All of the data that follows should be retyped exactly, please, except the pictures.

SUPPLIED MATERIAL:
◆ ◆ ◆

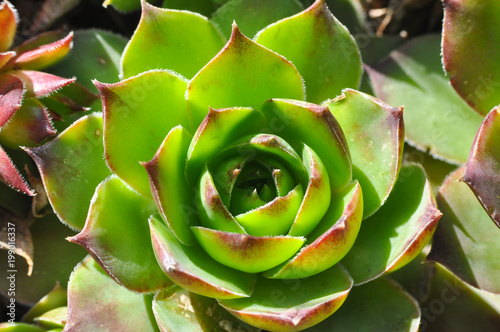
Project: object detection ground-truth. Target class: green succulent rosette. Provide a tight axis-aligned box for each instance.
[27,1,441,330]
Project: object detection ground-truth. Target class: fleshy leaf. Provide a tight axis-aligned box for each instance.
[11,70,75,98]
[96,70,189,197]
[22,284,67,324]
[185,107,263,183]
[308,278,420,331]
[192,226,305,273]
[261,98,351,192]
[0,214,87,304]
[463,106,500,228]
[69,175,171,293]
[121,1,225,79]
[0,145,33,195]
[428,167,500,293]
[187,24,305,127]
[150,216,256,299]
[366,35,484,164]
[287,145,330,237]
[103,0,142,12]
[143,126,198,246]
[255,0,361,104]
[0,1,17,52]
[12,33,73,71]
[153,286,259,332]
[33,307,67,329]
[47,29,127,92]
[0,74,24,127]
[341,165,441,284]
[0,98,55,148]
[65,256,159,332]
[211,0,303,39]
[235,184,304,236]
[264,182,362,279]
[325,89,404,217]
[25,113,111,230]
[197,168,247,234]
[0,51,15,70]
[442,0,500,115]
[0,323,45,331]
[219,265,352,332]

◆ ◆ ◆

TASK OUTPUT:
Project: object detection ground-truth. Target class: green succulent rosette. Provide a tight axis-aligned box for each instance.
[27,1,441,330]
Project: object detection ground-truth. Target class: fleshy leaf. Provide a tight axis-aligned box for each instance.
[11,70,75,98]
[96,70,189,197]
[22,284,67,324]
[185,107,263,183]
[308,278,420,331]
[192,226,305,273]
[261,98,351,192]
[0,214,87,304]
[463,106,500,228]
[69,175,171,293]
[121,1,225,79]
[0,145,33,195]
[428,167,500,293]
[187,24,305,127]
[150,216,256,299]
[366,35,484,164]
[287,145,330,237]
[103,0,142,12]
[143,126,198,246]
[255,0,361,104]
[0,1,17,52]
[12,33,73,71]
[153,286,259,332]
[33,307,67,329]
[47,29,127,92]
[0,74,24,127]
[341,165,441,284]
[0,98,55,148]
[65,256,159,332]
[211,0,303,39]
[235,184,304,236]
[264,182,362,279]
[325,89,404,217]
[25,113,111,230]
[197,168,247,234]
[0,51,15,70]
[442,0,500,115]
[0,323,45,331]
[219,265,352,332]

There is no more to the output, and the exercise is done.